**Required tasks**.
[1] In the court text on domestic enquiries, why does the person running a domestic enquiry only have to follow the rules of natural justice?
[2] Rewrite the part of the court text that opens with the words containing "Where, however, the" and closes with "of substantial justice.", putting "body" in place of "tribunal".

19. It is in the light of the provisions of the Industrial Disputes Act and the law laid down by the Supreme Court and High Courts, that the consequence of failure to supply a copy of the enquiry report to the delinquent employee, prior to imposition of punishment by the employer, is required to be examined.

20. The Industrial Disputes Act does not prescribe any procedure either for conducting domestic enquiries or for investigating the misconduct of employees. As laid down in Woodbriar and Sussex Estates v. Their Workers 1960(2) LLJ 673:

In the absence of any statutory provisions relating to the procedure in a domestic enquiry, the only obligation of a person conducting the enquiry is that he will have to act according to the rules of natural justice. The essentials of the rule of natural justice applicable to such cases have been laid down in local Government Board v. Alridge 1915 A.C. 12 at p. 138, Lord Shaw observed:If a statute prescribes the means, it must employ them. If it is left without express guidance, it must still act honestly and by honest means. In regard to these, certain ways and methods of judicial procedure may be very likely to be imitated; and lawyer-like methods may find special favour from lawyers. But that the judiciary should presume to impose its own methods on administrative or executive officers is a usurpation. And the assumption that the methods of natural justice are ex necessitate those of courts of justice is wholly unfounded.

Lord Parmour at p. 140 observed:

Where, however, the question of the propriety of procedure is raised to a hearing before some tribunal other than a court of law, there is no obligation to adopt the regular forms of legal procedure. It is sufficient that the case has been heard in a judicial spirit and in accordance with the principles of substantial justice.

These observations, which were made in regard to a statutory tribunal, would equally apply to the case of a domestic tribunal, where an employer conducts an enquiry in respect of a charge against his employee'.

21. The enquiry conducted by the employer before a domestic tribunal must be just, fair and in bringing home to the workman the charges framed against him, principles of natural justice must be observed.

**Recorded data**.
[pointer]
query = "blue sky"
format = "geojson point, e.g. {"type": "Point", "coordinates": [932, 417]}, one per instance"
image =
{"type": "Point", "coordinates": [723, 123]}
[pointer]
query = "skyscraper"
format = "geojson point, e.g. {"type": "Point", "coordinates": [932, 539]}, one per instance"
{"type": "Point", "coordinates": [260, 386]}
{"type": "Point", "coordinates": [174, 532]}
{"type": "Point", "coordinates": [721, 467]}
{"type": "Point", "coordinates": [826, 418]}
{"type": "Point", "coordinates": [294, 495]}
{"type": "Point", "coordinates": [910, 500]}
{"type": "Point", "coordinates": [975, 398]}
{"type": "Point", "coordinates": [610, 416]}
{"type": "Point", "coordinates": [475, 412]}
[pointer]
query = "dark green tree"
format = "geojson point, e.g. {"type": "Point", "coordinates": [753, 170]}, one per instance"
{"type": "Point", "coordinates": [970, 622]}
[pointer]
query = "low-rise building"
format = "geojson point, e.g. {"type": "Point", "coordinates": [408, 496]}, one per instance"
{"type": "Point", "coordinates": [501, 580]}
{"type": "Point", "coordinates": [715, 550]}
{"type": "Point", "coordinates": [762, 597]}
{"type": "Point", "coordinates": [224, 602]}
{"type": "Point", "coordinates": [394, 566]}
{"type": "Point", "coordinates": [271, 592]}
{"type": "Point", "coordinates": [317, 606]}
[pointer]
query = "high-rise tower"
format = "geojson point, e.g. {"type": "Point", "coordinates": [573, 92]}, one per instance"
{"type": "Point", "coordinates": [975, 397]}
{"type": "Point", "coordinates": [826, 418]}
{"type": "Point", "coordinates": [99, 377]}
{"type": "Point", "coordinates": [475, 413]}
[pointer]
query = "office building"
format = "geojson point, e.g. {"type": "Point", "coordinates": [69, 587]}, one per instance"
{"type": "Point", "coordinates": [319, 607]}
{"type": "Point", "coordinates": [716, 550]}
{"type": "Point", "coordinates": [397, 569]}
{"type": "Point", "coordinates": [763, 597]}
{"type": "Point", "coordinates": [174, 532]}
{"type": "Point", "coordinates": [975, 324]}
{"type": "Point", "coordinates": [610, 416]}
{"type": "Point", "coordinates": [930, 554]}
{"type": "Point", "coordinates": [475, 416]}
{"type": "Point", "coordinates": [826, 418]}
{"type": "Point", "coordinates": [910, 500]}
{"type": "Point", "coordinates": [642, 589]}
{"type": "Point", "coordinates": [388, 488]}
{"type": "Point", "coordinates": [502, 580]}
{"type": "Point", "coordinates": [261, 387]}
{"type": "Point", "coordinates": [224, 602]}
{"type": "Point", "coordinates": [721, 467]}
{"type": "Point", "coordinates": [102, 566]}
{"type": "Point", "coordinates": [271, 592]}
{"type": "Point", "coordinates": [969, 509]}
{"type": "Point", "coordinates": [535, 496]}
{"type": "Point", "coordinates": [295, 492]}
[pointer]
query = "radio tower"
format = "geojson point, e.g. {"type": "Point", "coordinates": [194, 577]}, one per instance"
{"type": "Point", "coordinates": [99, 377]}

**Solutions to each task**.
[1] No statute sets out how a domestic enquiry must be run. The Industrial Disputes Act prescribes no procedure for conducting domestic enquiries or for investigating employees' misconduct, so the only duty left is to act according to the rules of natural justice.

[2]
Where, however, the question of the propriety of procedure is raised to a hearing before some body other than a court of law, there is no obligation to adopt the regular forms of legal procedure. It is sufficient that the case has been heard in a judicial spirit and in accordance with the principles of substantial justice.